Задания:
1. Перепишите фрагмент о Швейцарии от слов «Вид швейцарок будил» до слов «поболтать о джазе.» включительно, поменяв «Люцернского озера» на «Женевского озера».
2. По фрагменту о Швейцарии ответьте на вопросы:
(а) В какой организации сейчас работает коллега, посоветовавший демократизировать образ Швейцарии?
(б) С неделей в каких местах сравнивается по стоимости неделя в Альпах?
(в) Кого рассказчик склонил прогуляться по берегу озера?

Фрагмент текста:
==============================

Хорошо бы демократизировать образ Швейцарии, – посоветовал мне коллега, ныне работающий на Switzerland Tourism и возивший нас в Швейцарию специально для этой цели.
Если демократизировать, я всегда пожалуйста. Большинству населения, в которое до недавнего времени входил и я, Швейцария представляется как огромный, идеально неприступный банк, полный сыра. Но неделя в Альпах, среди романтических вершин, крошечных черепичных гостиниц и чрезвычайно обильной пищи, сегодня стоит почти столько же, сколько неделя в Анталии или Тунисе. Пытаясь максимально приблизить к читателю недавно ещё элитарную страну, куда и новых русских-то пускали через одного, я расскажу пару историй из собственного опыта: всё это могло иметь место только в Швейцарии и нигде более.
Вид швейцарок будил мою прихотливую похоть. Вот уже три дня, как я не знал женщины. Я не изменяю жене, но сам процесс кадрёжки для меня не менее ценен, чем её результат. К тому же я никогда не кадрил швейцарку. Чтобы ликвидировать этот пробел в своём образовании, я склонил музыкального критика Ухова прошвырнуться по берегу Люцернского озера и склеить симпатичную люцерночку хотя бы на предмет поболтать о джазе.

==============================

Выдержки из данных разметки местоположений
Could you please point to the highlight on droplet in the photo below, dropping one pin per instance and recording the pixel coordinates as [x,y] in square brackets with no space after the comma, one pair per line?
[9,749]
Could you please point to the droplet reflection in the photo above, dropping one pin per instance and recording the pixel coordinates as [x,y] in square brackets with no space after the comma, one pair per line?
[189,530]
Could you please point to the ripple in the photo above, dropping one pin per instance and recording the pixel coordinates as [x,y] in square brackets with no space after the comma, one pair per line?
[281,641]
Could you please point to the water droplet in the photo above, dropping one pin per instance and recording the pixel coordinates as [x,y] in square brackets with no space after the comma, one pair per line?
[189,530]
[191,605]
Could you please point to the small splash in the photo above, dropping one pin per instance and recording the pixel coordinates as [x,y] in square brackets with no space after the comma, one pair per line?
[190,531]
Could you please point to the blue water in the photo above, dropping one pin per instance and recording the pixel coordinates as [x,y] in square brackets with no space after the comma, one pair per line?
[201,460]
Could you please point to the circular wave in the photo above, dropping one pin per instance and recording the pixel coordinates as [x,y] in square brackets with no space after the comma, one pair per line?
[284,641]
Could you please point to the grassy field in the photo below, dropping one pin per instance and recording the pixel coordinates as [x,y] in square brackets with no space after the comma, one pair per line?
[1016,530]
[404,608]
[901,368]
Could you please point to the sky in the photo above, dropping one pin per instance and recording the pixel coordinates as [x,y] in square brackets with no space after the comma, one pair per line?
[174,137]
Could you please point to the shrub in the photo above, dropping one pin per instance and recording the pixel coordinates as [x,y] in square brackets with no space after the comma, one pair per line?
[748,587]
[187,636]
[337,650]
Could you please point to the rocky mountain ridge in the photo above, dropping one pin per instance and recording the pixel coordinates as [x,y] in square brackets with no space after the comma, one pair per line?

==============================

Письменные ответы:
1.
Вид швейцарок будил мою прихотливую похоть. Вот уже три дня, как я не знал женщины. Я не изменяю жене, но сам процесс кадрёжки для меня не менее ценен, чем её результат. К тому же я никогда не кадрил швейцарку. Чтобы ликвидировать этот пробел в своём образовании, я склонил музыкального критика Ухова прошвырнуться по берегу Женевского озера и склеить симпатичную люцерночку хотя бы на предмет поболтать о джазе.

2.
(а) В Switzerland Tourism.
(б) С неделей в Анталии или Тунисе.
(в) Музыкального критика Ухова.